**PASSAGE FOR REVIEW**
Elderly Depression and The Great Digital Divide

What’s the most persistent digital divide in America?

It isn’t by race, income or educational attainment, studies show, but by age.

Just 56 percent of Americans over 65 are online, according to a May study by the Pew Internet and American Life Project, compared with 83 percent of people aged 50 to 64, 92 percent of people 30 to 49 and 98 percent of 18-to-29 year olds. The 2013 study represented the first time the percentage of America’s online elderly tipped over the 50 percent mark.

The racial divide, by comparison, only runs from 76 percent of Hispanic Americans who are online to 85 percent of blacks and 86 percent of non-Hispanic whites, Pew found.

The digital divide measured by income is somewhat greater, from 76 percent of households that make less than $30,000 per year to 96 percent of households that make more than $75,000. The education divide comes closest to the age divide. About 59 percent of Americans who didn’t complete high school are functionally online, Pew found, compared with 96 percent of college graduates.

Saved entries:
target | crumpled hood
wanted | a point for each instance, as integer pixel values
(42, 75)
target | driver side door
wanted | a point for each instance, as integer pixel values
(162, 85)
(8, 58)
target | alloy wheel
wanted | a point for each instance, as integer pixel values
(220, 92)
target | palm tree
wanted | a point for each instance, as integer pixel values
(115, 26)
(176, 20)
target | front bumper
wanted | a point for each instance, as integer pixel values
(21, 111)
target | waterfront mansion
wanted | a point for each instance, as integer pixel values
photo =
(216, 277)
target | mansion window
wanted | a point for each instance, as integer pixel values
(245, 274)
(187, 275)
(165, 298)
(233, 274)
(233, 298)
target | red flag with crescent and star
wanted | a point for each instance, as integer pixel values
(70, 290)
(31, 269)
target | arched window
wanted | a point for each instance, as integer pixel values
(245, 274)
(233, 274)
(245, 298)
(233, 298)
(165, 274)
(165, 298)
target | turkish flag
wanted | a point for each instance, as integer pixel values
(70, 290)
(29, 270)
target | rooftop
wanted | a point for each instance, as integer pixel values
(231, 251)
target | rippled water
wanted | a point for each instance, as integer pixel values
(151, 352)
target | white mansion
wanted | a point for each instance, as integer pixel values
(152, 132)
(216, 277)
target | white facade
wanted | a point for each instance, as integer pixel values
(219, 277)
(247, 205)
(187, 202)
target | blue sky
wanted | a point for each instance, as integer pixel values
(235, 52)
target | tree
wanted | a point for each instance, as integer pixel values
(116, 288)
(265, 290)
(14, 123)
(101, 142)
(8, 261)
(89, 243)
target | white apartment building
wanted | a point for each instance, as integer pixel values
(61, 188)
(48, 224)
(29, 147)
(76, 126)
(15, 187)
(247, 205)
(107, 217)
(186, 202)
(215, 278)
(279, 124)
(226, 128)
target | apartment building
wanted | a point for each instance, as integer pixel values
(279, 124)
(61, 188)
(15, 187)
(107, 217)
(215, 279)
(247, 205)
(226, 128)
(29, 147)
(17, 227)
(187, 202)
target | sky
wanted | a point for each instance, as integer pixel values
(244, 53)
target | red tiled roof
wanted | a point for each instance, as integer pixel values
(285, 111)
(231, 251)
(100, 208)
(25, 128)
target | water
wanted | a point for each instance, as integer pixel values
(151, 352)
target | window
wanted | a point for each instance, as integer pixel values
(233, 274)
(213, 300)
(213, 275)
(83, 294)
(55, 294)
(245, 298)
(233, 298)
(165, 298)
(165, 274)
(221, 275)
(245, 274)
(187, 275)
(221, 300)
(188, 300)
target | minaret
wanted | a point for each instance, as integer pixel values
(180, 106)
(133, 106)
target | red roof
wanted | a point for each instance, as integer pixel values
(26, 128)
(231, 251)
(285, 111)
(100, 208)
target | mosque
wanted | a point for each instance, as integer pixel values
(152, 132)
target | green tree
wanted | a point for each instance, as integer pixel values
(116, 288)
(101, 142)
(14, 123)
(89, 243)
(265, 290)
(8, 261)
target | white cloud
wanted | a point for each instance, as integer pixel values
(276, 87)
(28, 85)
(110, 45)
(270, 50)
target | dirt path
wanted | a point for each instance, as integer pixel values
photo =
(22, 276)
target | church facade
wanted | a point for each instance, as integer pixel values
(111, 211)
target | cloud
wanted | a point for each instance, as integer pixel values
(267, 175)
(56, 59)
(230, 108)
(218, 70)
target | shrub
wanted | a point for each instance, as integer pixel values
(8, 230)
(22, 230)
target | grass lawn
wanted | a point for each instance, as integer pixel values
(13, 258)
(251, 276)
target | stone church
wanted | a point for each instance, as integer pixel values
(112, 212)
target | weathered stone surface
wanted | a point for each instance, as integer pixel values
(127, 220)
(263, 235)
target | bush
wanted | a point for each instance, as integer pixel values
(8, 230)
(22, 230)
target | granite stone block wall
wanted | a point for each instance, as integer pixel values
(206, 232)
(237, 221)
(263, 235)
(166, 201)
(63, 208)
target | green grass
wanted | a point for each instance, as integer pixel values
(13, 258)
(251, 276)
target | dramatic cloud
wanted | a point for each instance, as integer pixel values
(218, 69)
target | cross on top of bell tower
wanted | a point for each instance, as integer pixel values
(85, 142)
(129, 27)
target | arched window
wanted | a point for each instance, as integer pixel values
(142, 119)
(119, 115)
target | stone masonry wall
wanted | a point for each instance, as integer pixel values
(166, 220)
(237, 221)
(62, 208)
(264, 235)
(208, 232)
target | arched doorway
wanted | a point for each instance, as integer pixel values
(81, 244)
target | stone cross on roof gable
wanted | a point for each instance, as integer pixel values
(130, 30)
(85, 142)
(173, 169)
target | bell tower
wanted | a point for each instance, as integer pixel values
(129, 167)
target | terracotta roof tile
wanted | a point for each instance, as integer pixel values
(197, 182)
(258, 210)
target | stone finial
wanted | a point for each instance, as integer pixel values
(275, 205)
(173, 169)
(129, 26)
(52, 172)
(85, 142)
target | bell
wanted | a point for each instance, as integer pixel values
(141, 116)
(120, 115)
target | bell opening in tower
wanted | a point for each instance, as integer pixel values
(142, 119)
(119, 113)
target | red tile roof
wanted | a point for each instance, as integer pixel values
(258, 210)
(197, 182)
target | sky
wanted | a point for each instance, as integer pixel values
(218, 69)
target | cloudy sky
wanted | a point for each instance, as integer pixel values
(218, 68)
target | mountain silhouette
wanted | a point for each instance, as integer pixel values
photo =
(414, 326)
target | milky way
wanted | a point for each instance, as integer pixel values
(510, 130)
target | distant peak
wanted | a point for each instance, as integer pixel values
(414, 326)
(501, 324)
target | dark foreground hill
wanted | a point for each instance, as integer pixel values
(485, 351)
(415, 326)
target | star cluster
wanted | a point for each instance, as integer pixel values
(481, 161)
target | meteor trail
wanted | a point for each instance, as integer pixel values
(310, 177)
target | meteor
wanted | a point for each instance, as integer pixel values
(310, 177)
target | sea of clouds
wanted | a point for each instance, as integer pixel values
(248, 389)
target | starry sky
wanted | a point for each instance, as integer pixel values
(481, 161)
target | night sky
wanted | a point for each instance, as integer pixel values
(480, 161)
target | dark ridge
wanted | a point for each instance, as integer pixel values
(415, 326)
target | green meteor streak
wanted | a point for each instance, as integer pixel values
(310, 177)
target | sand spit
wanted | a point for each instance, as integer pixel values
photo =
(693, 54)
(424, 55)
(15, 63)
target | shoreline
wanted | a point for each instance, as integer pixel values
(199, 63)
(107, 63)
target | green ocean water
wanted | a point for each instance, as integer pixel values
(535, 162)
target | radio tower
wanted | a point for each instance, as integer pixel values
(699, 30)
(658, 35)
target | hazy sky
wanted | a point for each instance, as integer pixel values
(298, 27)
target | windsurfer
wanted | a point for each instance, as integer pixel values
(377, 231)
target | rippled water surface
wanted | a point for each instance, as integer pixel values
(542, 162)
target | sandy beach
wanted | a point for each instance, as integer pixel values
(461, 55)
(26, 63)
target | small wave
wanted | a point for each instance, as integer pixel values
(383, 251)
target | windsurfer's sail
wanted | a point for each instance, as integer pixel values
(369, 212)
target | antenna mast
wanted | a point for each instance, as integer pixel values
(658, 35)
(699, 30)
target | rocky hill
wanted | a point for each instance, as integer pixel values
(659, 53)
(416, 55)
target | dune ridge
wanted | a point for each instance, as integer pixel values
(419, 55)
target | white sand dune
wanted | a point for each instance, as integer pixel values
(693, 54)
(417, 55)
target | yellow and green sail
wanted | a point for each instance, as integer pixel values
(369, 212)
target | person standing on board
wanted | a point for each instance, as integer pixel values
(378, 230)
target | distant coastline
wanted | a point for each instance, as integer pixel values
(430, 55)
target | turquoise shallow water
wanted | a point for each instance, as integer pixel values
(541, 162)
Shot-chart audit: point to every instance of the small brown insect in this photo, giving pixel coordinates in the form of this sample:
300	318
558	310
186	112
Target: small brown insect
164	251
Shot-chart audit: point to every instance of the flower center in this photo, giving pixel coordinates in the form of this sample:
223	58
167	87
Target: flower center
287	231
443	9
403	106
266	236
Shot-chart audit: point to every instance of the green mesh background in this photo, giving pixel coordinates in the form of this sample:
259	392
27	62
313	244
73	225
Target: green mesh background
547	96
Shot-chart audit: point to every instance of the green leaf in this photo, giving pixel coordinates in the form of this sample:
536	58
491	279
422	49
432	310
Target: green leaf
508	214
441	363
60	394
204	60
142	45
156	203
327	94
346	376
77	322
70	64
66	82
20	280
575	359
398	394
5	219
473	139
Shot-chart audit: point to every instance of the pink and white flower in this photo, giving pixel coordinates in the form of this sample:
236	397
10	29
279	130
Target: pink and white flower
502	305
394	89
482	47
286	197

**WHAT TO WORK ON**
Please copy, word for word, the part of the digital divide article that opens with the words containing "The racial divide, by" and closes with "whites, Pew found.". None of the items above is needed.

**WRITTEN SOLUTION**
The racial divide, by comparison, only runs from 76 percent of Hispanic Americans who are online to 85 percent of blacks and 86 percent of non-Hispanic whites, Pew found.